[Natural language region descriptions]
□ □ □

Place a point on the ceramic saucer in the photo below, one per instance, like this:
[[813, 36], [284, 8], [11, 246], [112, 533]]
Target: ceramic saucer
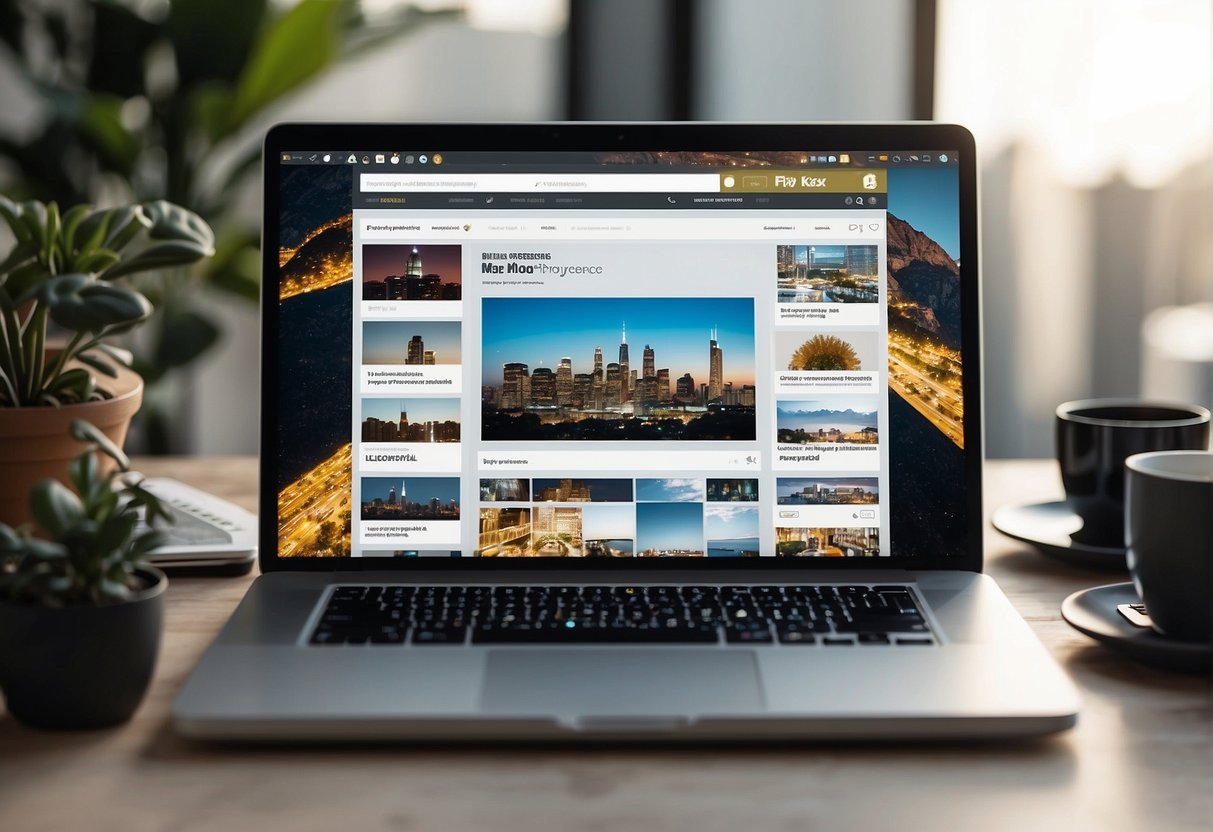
[[1051, 526], [1093, 613]]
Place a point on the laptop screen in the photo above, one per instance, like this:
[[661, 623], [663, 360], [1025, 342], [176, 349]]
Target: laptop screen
[[639, 354]]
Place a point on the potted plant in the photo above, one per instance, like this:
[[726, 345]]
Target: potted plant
[[69, 271], [81, 609]]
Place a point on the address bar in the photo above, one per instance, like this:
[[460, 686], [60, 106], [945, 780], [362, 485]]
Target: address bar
[[540, 182]]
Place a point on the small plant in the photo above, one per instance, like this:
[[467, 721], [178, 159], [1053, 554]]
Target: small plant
[[824, 352], [94, 541], [67, 269]]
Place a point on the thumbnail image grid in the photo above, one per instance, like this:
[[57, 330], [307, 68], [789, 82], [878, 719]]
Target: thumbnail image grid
[[410, 420], [410, 499], [849, 542], [398, 272], [415, 342], [618, 369], [668, 490], [837, 420], [827, 273]]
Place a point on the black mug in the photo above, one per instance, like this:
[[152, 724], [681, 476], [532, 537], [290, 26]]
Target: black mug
[[1168, 537], [1093, 439]]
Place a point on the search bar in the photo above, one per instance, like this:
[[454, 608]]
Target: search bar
[[575, 461], [540, 182]]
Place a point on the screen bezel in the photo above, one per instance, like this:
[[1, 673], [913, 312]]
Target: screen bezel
[[620, 137]]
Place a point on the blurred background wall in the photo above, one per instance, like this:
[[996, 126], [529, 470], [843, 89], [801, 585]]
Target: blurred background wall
[[1093, 123]]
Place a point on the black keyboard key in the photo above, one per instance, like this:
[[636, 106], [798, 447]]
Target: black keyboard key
[[797, 637], [430, 636], [873, 638], [581, 634]]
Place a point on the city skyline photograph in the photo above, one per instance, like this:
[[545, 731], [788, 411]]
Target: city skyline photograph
[[419, 410], [608, 523], [410, 490], [826, 490], [732, 490], [668, 490], [827, 273], [406, 272], [581, 490], [388, 341], [666, 526], [505, 490], [541, 331], [730, 530]]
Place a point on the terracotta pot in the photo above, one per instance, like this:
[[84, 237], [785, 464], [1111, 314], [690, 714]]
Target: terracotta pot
[[35, 442], [80, 667]]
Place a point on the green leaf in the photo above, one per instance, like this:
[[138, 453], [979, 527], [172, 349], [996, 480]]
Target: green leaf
[[79, 303], [182, 238], [124, 223], [24, 283], [83, 431], [292, 50], [182, 336], [211, 39], [78, 381], [95, 262], [101, 366], [55, 507], [101, 125], [117, 353], [119, 40], [21, 254], [72, 221]]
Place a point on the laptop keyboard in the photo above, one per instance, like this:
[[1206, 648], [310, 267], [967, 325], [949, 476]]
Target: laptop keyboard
[[827, 615]]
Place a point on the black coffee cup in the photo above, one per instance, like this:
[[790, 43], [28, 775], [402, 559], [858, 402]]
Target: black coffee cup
[[1168, 536], [1093, 439]]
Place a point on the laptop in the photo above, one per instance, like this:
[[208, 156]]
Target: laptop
[[644, 431]]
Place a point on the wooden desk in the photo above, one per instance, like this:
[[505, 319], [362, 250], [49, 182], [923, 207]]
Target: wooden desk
[[1140, 756]]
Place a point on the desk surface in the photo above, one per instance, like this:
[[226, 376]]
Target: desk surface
[[1142, 753]]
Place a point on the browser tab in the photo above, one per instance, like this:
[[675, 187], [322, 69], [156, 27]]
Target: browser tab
[[830, 181]]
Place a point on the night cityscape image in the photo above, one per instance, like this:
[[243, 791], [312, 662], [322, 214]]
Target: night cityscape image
[[732, 490], [732, 531], [411, 342], [505, 490], [670, 529], [615, 369], [410, 420], [582, 490], [668, 490], [505, 533], [829, 273], [411, 272], [410, 499], [837, 420], [859, 542], [827, 491]]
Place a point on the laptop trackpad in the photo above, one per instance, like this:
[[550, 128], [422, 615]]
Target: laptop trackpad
[[602, 681]]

□ □ □

In your copy, omit the pictures and restate every line of the data word for word.

#### [Completed task]
Place a point on the ceramic saucer in the photo below, one per instance, like this:
[[813, 36], [284, 8], [11, 246], [112, 533]]
Target: ceramic saucer
[[1051, 526], [1093, 613]]
Place a point on the laptop screen in the photo above, one per instance, like this:
[[661, 623], [663, 360], [1025, 342], [176, 349]]
Target: laptop screen
[[639, 354]]
Place a point on the potted plant in the photo above, one per instance, like this:
[[726, 345]]
Target: potted plant
[[69, 271], [81, 609]]
Place a point on the address bar in the photo above, one per instance, like this:
[[460, 686], [60, 106], [945, 780], [362, 485]]
Target: address bar
[[540, 182]]
Place a point on the small plant in the photo above, one per instance, like this:
[[467, 721], [178, 159], [1053, 554]]
Target: small plant
[[824, 352], [94, 541], [67, 269]]
Place a point on the thumbnail image grid in the photo above, one per instance, like this:
[[57, 330], [307, 68], [789, 82], [878, 719]]
Target: thumbnail image grid
[[410, 420], [410, 499], [849, 542], [398, 272], [415, 342], [618, 369], [668, 490], [837, 420], [827, 273]]
Place a point on the black mug in the photo above, one per instance, like this:
[[152, 724], [681, 476], [532, 537], [290, 26]]
Target: black mug
[[1168, 537], [1093, 439]]
Place a point on the search bar in the photo above, one per instance, like this:
[[454, 608]]
Target: search bar
[[575, 461], [540, 182]]
Place a point on the screen bezel in the photo above, one per instance, like this:
[[1, 673], [913, 312]]
Target: screen bezel
[[620, 137]]
Place a point on the blurred background wall in the photo above, one per instance, like this:
[[996, 126], [529, 470], [843, 89], [801, 585]]
Target: blurred background wall
[[1093, 123]]
Place a point on the black keyboard key in the photo above, one per instance, like this:
[[636, 106], [798, 447]]
Target: black keyboard key
[[797, 637], [430, 636], [873, 638], [581, 634]]
Place a point on the city skyline photograph in the photo above, one per instance, like this:
[[545, 731], [788, 411]]
Target: city skyline photograph
[[419, 410], [608, 523], [410, 490], [826, 490], [732, 490], [668, 490], [827, 273], [406, 272], [581, 490], [388, 341], [666, 526], [505, 490], [541, 331], [730, 530]]
Place a point on the terracotta pot in the photo above, one per instance, like this:
[[84, 237], [785, 464], [1111, 314], [690, 714]]
Target: terracotta pot
[[35, 442], [80, 667]]
Place a point on the green leaf in the photo above, one per instance, like this:
[[138, 453], [979, 527], [172, 349], [996, 480]]
Target: green leaf
[[79, 303], [182, 238], [124, 223], [24, 283], [83, 431], [292, 50], [182, 336], [211, 39], [78, 381], [95, 262], [101, 366], [55, 507], [101, 125], [117, 353], [119, 40], [21, 254], [72, 221]]
Place a point on the laptop keyboard in the photo above, one per instance, like this:
[[1206, 648], [310, 267], [967, 325], [949, 476]]
Target: laptop keyboard
[[827, 615]]
Place a point on the black coffee cup in the photo above, one per instance, like this:
[[790, 43], [28, 775], [402, 559], [858, 402]]
Target: black coffee cup
[[1168, 536], [1093, 439]]
Place a point on the laptop in the photo above, one per instance, like this:
[[208, 156]]
Target: laptop
[[644, 431]]
Place a point on the wooden desk in the photo above, one per instance, like this:
[[505, 319], [362, 250], [49, 182], [923, 207]]
Target: wooden desk
[[1140, 756]]
Place a point on the desk surface in the photo above, one per instance, like this:
[[226, 376]]
Target: desk surface
[[1142, 753]]
Place a point on the browser tab in the photo above, one per instance, like this:
[[675, 187], [322, 69], [156, 27]]
Target: browser tab
[[830, 181]]
Place a point on the night cityscape image in the photo above, one per instance, like this:
[[243, 791], [312, 662], [322, 214]]
Target: night cityscape image
[[732, 490], [732, 531], [411, 342], [505, 490], [670, 529], [615, 369], [410, 420], [582, 490], [668, 490], [505, 533], [829, 273], [411, 272], [410, 499], [837, 420], [859, 542], [827, 491]]
Place a point on the laptop trackpad in the photo above, one per instance, like this:
[[550, 128], [422, 615]]
Target: laptop trackpad
[[602, 681]]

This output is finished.